**Work to complete**
1 – From the excerpt on Oracle NoSQL Database, output the passage that begins at the words "Oracle RDBMS +" and stops after the words "query response time.".
2 – According to the excerpt on Oracle NoSQL Database, what did the NoSQL boom come primarily from?
3 – Summarize the excerpt on Oracle NoSQL Database in two sentences.

**Excerpted passage**

Oracle NoSQL Database makes it possible to create new data pipeline for Oracle Analytics Cloud and Oracle Analytics for Applications
  • Oracle Analytics for Fusion ERP (initial offering)
  • Oracle Analytics for Fusion HCM
  • Oracle Analytics for Fusion SCM
  • Oracle Analytics for Fusion CX
  • Oracle Analytics for NetSuite

Oracle NoSQL+ Oracle RDBMS - Same Data, Multiple Presentations
When working on machine learning project with relational data source, it is usually necessary to join relational tables into a machine learning dataset. Usually this process requires familiarity with the relational models.  The data will be presented through denormalization using a (materialized) view and or queried to represent a semantic model of the relationships between the relational tables. This dataset is necessary for machine learning (ML) algorithms, processing, and data exploration. It is possible to use a single Oracle NoSQL Database table modeled for the access patterns of multiple relational tables. This way, user can structure data in such a way that it’s “pre-joined” right in the table. There will be no more constant analytical queries against production relational databases every time the machine learning prediction or query request is processed. Real-time applications, machine learning inference and incremental/online training that process data related to particular subset of employee, product, customer, country/region can benefit from low latency, unlimited scalability of an Oracle NoSQL Database and leave the core Oracle relational database for the critical business functions it was designed for. Similar use cases can be achieved using Oracle NoSQL Database and Oracle MySQL relational database.

Oracle RDBMS + Oracle NoSQL DB, NEWSQL, AGI
The story does not end here though. The NoSQL boom came primarily from the need for so-called "web-scale" applications that require high performance and massive scalability to support a large number of users with an instant query response time.

Stored items from a collection
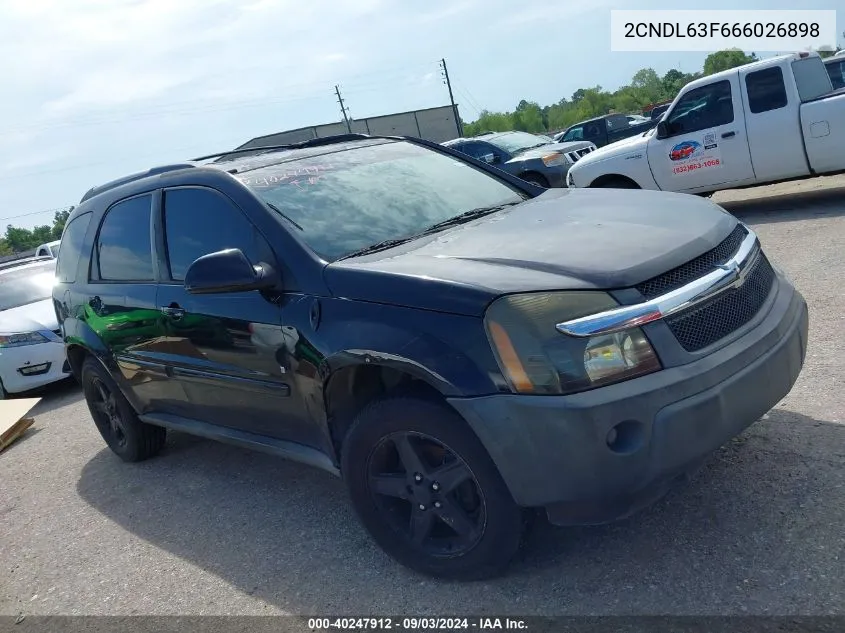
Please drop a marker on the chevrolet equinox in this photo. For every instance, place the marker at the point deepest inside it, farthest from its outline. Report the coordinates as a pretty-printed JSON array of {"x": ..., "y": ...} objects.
[{"x": 462, "y": 347}]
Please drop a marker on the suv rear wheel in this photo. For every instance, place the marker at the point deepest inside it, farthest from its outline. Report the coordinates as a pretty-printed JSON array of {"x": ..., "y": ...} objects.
[
  {"x": 128, "y": 437},
  {"x": 428, "y": 492}
]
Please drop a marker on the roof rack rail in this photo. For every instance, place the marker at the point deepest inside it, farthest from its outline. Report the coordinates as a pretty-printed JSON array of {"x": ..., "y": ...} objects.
[
  {"x": 26, "y": 259},
  {"x": 153, "y": 171},
  {"x": 312, "y": 142}
]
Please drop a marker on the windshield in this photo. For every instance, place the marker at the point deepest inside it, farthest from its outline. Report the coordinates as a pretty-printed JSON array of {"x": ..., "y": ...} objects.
[
  {"x": 346, "y": 200},
  {"x": 515, "y": 142},
  {"x": 27, "y": 284}
]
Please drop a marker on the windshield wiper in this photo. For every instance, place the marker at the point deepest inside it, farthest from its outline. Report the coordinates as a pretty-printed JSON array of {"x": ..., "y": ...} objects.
[
  {"x": 466, "y": 216},
  {"x": 281, "y": 213},
  {"x": 380, "y": 246}
]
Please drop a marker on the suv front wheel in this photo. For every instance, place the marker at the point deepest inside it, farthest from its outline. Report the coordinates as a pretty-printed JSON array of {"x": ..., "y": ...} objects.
[
  {"x": 428, "y": 492},
  {"x": 128, "y": 437}
]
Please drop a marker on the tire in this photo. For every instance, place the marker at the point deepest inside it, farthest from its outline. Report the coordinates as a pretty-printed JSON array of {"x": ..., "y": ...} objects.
[
  {"x": 617, "y": 183},
  {"x": 536, "y": 179},
  {"x": 457, "y": 482},
  {"x": 128, "y": 437}
]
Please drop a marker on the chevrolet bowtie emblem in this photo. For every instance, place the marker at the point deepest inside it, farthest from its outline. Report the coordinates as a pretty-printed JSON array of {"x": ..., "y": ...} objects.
[{"x": 737, "y": 276}]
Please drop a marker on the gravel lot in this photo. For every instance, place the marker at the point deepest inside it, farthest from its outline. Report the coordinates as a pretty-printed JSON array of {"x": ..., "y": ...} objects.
[{"x": 211, "y": 529}]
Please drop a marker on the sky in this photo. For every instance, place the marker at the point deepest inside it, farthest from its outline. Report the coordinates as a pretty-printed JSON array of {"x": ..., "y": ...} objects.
[{"x": 93, "y": 90}]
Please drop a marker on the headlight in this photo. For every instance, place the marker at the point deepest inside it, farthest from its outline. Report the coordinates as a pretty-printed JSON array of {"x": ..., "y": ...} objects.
[
  {"x": 25, "y": 338},
  {"x": 535, "y": 358},
  {"x": 553, "y": 160}
]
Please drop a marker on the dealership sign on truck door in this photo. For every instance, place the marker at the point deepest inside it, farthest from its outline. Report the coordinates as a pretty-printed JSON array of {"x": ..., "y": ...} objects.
[{"x": 695, "y": 152}]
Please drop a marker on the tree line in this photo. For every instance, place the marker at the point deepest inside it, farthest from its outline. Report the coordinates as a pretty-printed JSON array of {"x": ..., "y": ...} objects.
[
  {"x": 19, "y": 240},
  {"x": 646, "y": 87}
]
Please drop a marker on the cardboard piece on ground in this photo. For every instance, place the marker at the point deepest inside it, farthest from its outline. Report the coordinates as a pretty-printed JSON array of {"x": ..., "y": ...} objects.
[{"x": 13, "y": 420}]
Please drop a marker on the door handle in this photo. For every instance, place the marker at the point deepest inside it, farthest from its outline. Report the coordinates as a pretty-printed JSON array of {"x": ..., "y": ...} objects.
[
  {"x": 174, "y": 311},
  {"x": 96, "y": 304}
]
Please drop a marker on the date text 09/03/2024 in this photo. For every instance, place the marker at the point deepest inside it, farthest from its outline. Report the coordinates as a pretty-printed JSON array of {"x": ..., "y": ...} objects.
[{"x": 417, "y": 624}]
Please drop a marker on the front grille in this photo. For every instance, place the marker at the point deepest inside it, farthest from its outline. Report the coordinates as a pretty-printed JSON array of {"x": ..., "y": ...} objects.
[
  {"x": 695, "y": 268},
  {"x": 704, "y": 325}
]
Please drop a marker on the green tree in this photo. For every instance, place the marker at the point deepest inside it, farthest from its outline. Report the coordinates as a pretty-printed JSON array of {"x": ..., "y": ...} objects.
[
  {"x": 648, "y": 85},
  {"x": 724, "y": 60},
  {"x": 59, "y": 219},
  {"x": 17, "y": 240}
]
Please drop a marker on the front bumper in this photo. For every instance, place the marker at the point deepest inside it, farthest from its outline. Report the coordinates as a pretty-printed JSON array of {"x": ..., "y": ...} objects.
[
  {"x": 600, "y": 455},
  {"x": 32, "y": 366}
]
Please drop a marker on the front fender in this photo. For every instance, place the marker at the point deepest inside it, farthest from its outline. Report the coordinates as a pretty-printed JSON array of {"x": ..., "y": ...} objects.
[{"x": 449, "y": 352}]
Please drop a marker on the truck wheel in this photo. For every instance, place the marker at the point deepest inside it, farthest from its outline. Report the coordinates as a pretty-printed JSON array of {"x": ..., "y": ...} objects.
[
  {"x": 128, "y": 437},
  {"x": 427, "y": 491},
  {"x": 535, "y": 179},
  {"x": 617, "y": 183}
]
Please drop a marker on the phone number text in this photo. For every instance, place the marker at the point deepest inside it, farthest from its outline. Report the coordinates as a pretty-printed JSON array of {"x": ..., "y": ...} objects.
[{"x": 725, "y": 29}]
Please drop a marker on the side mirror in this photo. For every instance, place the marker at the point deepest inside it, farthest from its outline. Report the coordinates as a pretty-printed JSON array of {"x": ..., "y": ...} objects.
[{"x": 228, "y": 271}]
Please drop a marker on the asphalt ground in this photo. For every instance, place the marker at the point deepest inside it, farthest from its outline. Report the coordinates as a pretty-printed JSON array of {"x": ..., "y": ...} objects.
[{"x": 207, "y": 528}]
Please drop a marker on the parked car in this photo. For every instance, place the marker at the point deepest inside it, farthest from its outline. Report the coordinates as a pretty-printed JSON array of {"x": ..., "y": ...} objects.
[
  {"x": 657, "y": 113},
  {"x": 537, "y": 159},
  {"x": 604, "y": 130},
  {"x": 766, "y": 121},
  {"x": 32, "y": 353},
  {"x": 461, "y": 346},
  {"x": 836, "y": 70},
  {"x": 50, "y": 249}
]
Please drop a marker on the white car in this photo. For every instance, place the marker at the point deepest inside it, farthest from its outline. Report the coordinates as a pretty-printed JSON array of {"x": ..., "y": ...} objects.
[
  {"x": 50, "y": 249},
  {"x": 32, "y": 352}
]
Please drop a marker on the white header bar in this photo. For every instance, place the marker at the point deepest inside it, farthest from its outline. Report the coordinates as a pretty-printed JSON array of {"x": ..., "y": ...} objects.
[{"x": 710, "y": 30}]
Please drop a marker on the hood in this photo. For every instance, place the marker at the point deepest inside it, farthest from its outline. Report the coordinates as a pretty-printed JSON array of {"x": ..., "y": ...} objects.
[
  {"x": 563, "y": 239},
  {"x": 543, "y": 150},
  {"x": 31, "y": 317}
]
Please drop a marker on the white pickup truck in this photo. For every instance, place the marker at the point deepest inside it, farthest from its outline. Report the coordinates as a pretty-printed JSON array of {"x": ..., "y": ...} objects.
[{"x": 771, "y": 120}]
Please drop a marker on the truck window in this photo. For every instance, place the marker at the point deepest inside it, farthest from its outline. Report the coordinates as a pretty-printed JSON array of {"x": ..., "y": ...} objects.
[
  {"x": 811, "y": 78},
  {"x": 575, "y": 134},
  {"x": 702, "y": 108},
  {"x": 766, "y": 90},
  {"x": 836, "y": 71}
]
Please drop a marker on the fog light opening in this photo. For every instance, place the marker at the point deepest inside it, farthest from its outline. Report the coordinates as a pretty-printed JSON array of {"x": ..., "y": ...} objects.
[{"x": 626, "y": 437}]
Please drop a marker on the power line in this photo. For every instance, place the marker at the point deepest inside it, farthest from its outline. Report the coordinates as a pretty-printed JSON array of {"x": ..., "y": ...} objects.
[
  {"x": 31, "y": 213},
  {"x": 473, "y": 101},
  {"x": 174, "y": 108},
  {"x": 343, "y": 109}
]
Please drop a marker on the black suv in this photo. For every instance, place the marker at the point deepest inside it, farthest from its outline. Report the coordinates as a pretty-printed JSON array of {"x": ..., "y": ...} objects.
[{"x": 461, "y": 346}]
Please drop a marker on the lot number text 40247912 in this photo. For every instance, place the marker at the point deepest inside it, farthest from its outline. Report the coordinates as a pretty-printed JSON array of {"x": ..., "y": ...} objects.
[{"x": 417, "y": 624}]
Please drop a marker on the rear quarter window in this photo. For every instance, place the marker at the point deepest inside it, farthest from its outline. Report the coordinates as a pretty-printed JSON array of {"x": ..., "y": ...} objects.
[{"x": 71, "y": 249}]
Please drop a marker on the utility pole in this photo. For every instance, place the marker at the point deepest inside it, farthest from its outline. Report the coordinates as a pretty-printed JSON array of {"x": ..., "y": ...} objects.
[
  {"x": 451, "y": 98},
  {"x": 343, "y": 109}
]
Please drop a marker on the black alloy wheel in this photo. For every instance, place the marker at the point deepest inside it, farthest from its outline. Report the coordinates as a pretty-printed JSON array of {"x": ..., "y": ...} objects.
[
  {"x": 106, "y": 413},
  {"x": 428, "y": 494}
]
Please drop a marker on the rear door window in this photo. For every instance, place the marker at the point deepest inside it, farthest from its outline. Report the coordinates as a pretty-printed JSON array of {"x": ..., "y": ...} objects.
[
  {"x": 71, "y": 250},
  {"x": 766, "y": 90},
  {"x": 123, "y": 248},
  {"x": 199, "y": 221}
]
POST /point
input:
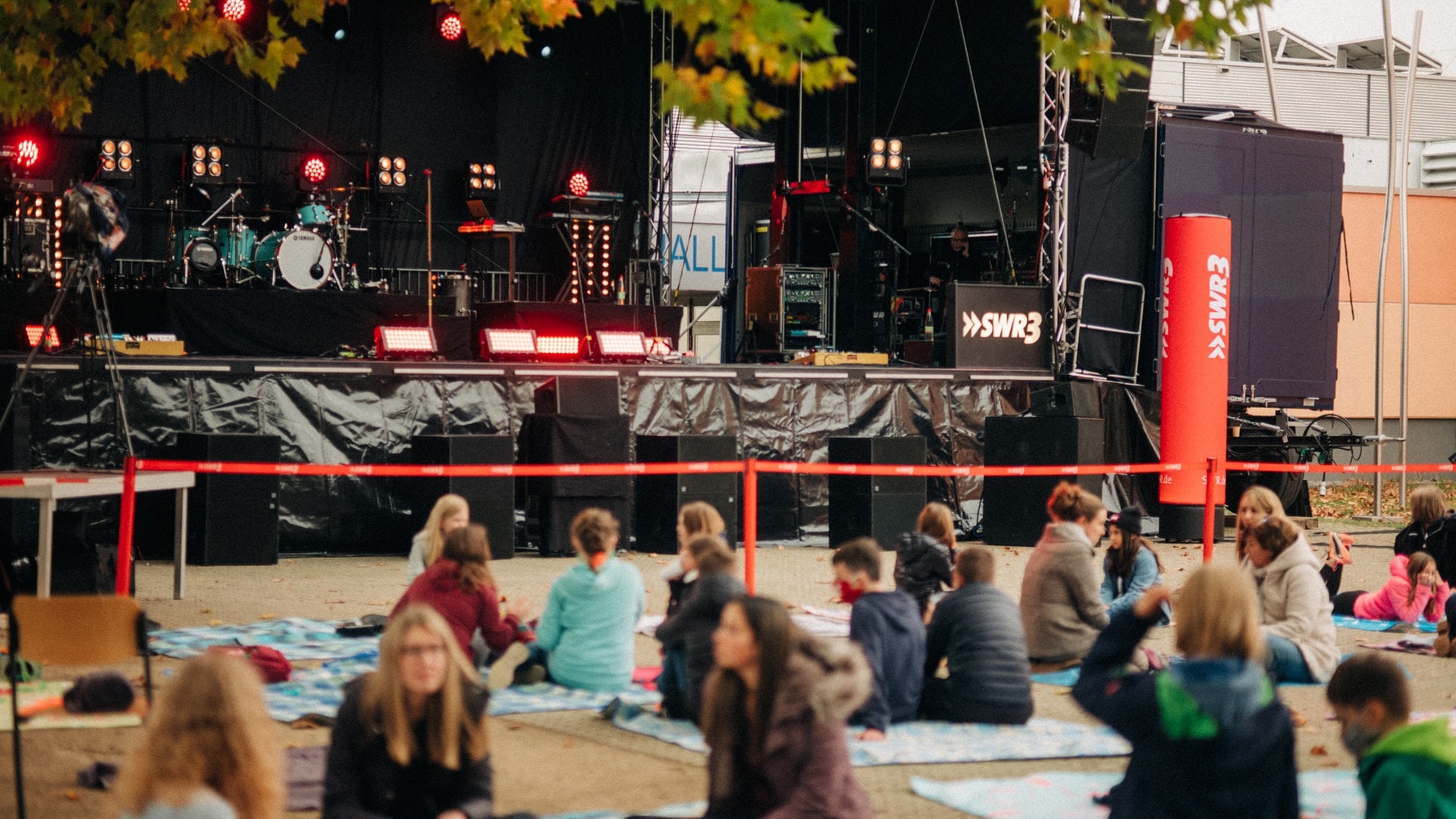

**Solutions to the problems**
1 –
Oracle RDBMS + Oracle NoSQL DB, NEWSQL, AGI
The story does not end here though. The NoSQL boom came primarily from the need for so-called "web-scale" applications that require high performance and massive scalability to support a large number of users with an instant query response time.

2 – It came primarily from the need for "web-scale" applications that require high performance and massive scalability to support a large number of users with an instant query response time.

3 – Preparing a machine learning dataset from a relational source usually means joining relational tables, which requires familiarity with the relational models. A single Oracle NoSQL Database table can instead be modeled for the access patterns of multiple relational tables so the data is "pre-joined," letting real-time and machine learning workloads gain low latency and scalability while the core Oracle relational database is left for critical business functions.